Set exercise A: Please reproduce, character for character, the part of the cover letter text that opens with the words containing "Are there different" and closes with "compose your letter.".
Set exercise B: Extend the text on cover letters beyond its final sentence.

A cover letter is a professional business letter that provides a potential employer with
important information about you and your background. The objective is to demonstrate why you
are a perfect match for the position you are applying for and why the employer should interview
you. A cover letter emphasizes your skills and abilities and provides an opportunity for you to
highlight one or two of your professional accomplishments.
Although cover letters typically accompany each resume you send out, the letter should
complement, not duplicate, your resume. Your cover letter may make the difference between
obtaining a job interview and having your resume ignored, so it makes sense to devote the
necessary time and effort in writing effective cover letters.
Are there different types of cover letters?
Yes! There are three general types of cover letters:
1. Application: An application letter is written in response to a specific job opening or
vacancy notice. This letter is used to formally apply for the position, and show the
employer how your qualifications match what the position requires. Use the position
description and your research about the organization to compose your letter.
2. Prospecting: A prospecting letter is written to inquire about possible job openings, to
promote your resume, and to generate interviews. Prospecting letters are used for long
distance searches or when you have targeted an organization that is not currently
advertising job openings. The prospecting letter is similar to the application letter, but the
focus is on matching your qualifications to the broader occupational area and the
organization, rather than to a specific person.
3. Networking: A networking letter is written to approach individuals in your industry for
career information, advice, and referrals. Networking letters are used to generate
information interviews, not job interviews. Your letter must express your sincere interest
in meeting with a specific individual, and describing who you are and the intended
purpose of your visit.

Source excerpt:
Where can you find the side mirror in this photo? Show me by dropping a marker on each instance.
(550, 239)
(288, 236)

Response A:
Are there different types of cover letters?
Yes! There are three general types of cover letters:
1. Application: An application letter is written in response to a specific job opening or
vacancy notice. This letter is used to formally apply for the position, and show the
employer how your qualifications match what the position requires. Use the position
description and your research about the organization to compose your letter.

Response B:
Who needs a cover letter?
Everyone who sends out a resume does! Even if the cover letter was not mentioned in
conversation or in an advertisement, it is expected that you will write one. The cover letter gives
you another chance to emphasize what you have to contribute to the company or organization.
Don’t give the person screening resumes a second to entertain the thought: “But how can this
person help US?” Your cover letter will answer that question in your own words.
What is the format for a cover letter?
A good cover letter, tailored to address specific employment circumstances, will do three things:
it will answer the question, “Why should we interview you?” it will explain to the employer why
you want to work for them; and it will convince them to call you. Your cover letter should follow
the basic format of a typical business letter and should address the three general issues:
1. First paragraph: Why you are writing?
Reveal your purpose in writing by identifying the position for which you are applying (if
an open position currently exists) and how you found out about the opening. People often
include a statement about why they are interested in the organization.
2. Middle paragraphs: What you have to offer?
Share with the reader “what sets you apart” by outlining your strongest qualifications that
match the position requirements. Mention aspects of your work experience,
extracurricular activities, course work, or personal achievements that are relevant to the
position. Convince the employer that you have the qualities and motivation to perform
well in the position. Sell yourself!
3. Concluding paragraph: How you will follow up?
Show appreciation to the reader for their time and consideration. Suggest an action plan
by expressing your interest in obtaining a personal interview and indicate that you will be
calling back to check the status of your application.
What makes a good cover letter?
No spelling or typing errors. Not even one.
Address it to the person who can hire you.
Write it on your own words. Use natural language and avoid using slang terms, jargon,
or exaggerating when writing your cover letter.
Be specific when describing abilities, skills, honors, activities, and experience.
Use examples when necessary.
Show that you know something about the company and the industry.
Avoid mailing the same letter to multiple employers; tailor the cover letter to each
Student’s/Applicant’s Address
Date of Letter
Employer’s Name
Employer’s Title
Employer’s Address
Dear (Mr., Ms., Dr., To Whom It May Concern):
Opening Paragraph: State the reason for the letter, name the specific position or type of work
for which you are applying, and indicate from which resource (newspaper, website, friend, etc.)
you became aware of the opening.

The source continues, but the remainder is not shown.